> _Parts of the exercise_:
1. In the thread on printing a std::string in C++, copy everything from "As to why you" down to "under all circumstances.", renaming "conversion specifier" to "format specifier" wherever it appears.
2. Answer these questions from the thread on printing a std::string in C++:
(a) Which std::string method returns a null-terminated const char *?
(b) Which Boost facility is named as a possible type-safe alternative to printf?
(c) What does printf do when the passed type differs from the one in the conversion specifier?
3. Pick up the thread on printing a std::string in C++ after its last sentence and continue it.

> _Source_:
..........

The easiest way to fix this, since you're using C++, is printing it normally with std::cout, since std::string supports that through operator overloading:
std::cout << "Follow this command: " << myString;
If, for some reason, you need to extract the C-style string, you can use the c_str() method of std::string to get a const char * that is null-terminated. Using your example:
#include <iostream>
#include <string>
#include <stdio.h>
int main()
{
using namespace std;
string myString = "Press ENTER to quit program!";
cout << "Come up and C++ me some time." << endl;
printf("Follow this command: %s", myString.c_str()); //note the use of c_str
cin.get();
return 0;
}
If you want a function that is like printf, but type safe, look into variadic templates (C++11, supported on all major compilers as of MSVC12). You can find an example of one here. There's nothing I know of implemented like that in the standard library, but there might be in Boost, specifically boost::format.
[1]: This means that you can pass any number of arguments, but the function relies on you to tell it the number and types of those arguments. In the case of printf, that means a string with encoded type information like %d meaning int. If you lie about the type or number, the function has no standard way of knowing, although some compilers have the ability to check and give warnings when you lie.
Please don't use printf("%s", your_string.c_str());
Use cout << your_string; instead. Short, simple and typesafe. In fact, when you're writing C++, you generally want to avoid printf entirely -- it's a leftover from C that's rarely needed or useful in C++.
As to why you should use cout instead of printf, the reasons are numerous. Here's a sampling of a few of the most obvious:
As the question shows, printf isn't type-safe. If the type you pass differs from that given in the conversion specifier, printf will try to use whatever it finds on the stack as if it were the specified type, giving undefined behavior. Some compilers can warn about this under some circumstances, but some compilers can't/won't at all, and none can under all circumstances.
printf isn't extensible. You can only pass primitive types to it. The set of conversion specifiers it understands is hard-coded in its implementation, and there's no way for you to add more/others. Most well-written C++ should use these types primarily to implement types oriented toward the problem being solved.

..........

> _Supplied data_:
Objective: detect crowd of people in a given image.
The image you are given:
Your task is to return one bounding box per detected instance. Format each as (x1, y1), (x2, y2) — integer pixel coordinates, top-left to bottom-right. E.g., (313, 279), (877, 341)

..........

> _The responses_:
1.
As to why you should use cout instead of printf, the reasons are numerous. Here's a sampling of a few of the most obvious:
As the question shows, printf isn't type-safe. If the type you pass differs from that given in the format specifier, printf will try to use whatever it finds on the stack as if it were the specified type, giving undefined behavior. Some compilers can warn about this under some circumstances, but some compilers can't/won't at all, and none can under all circumstances.

2.
(a) The c_str() method.
(b) boost::format.
(c) It tries to use whatever it finds on the stack as if it were the specified type, which gives undefined behavior.

3.
It makes decent formatting much more difficult. For an obvious example, when you're printing numbers for people to read, you typically want to insert thousands separators every few digits. The exact number of digits and the characters used as separators varies, but cout has that covered as well. For example:
std::locale loc("");
std::cout.imbue(loc);
std::cout << 123456.78;
The nameless locale (the "") picks a locale based on the user's configuration. Therefore, on my machine (configured for US English) this prints out as 123,456.78. For somebody who has their computer configured for (say) Germany, it would print out something like 123.456,78. For somebody with it configured for India, it would print out as 1,23,456.78 (and of course there are many others). With printf I get exactly one result: 123456.78. It is consistent, but it's consistently wrong for everybody everywhere. Essentially the only way to work around it is to do the formatting separately, then pass the result as a string to printf, because printf itself simply will not do the job correctly.
Although they're quite compact, printf format strings can be quite unreadable. Even among C programmers who use printf virtually every day, I'd guess at least 99% would need to look things up to be sure what the # in %#x means, and how that differs from what the # in %#f means (and yes, they mean entirely different things).
use myString.c_str() if you want a c-like string (const char*) to use with printf
thanks
Use std::printf and c_str()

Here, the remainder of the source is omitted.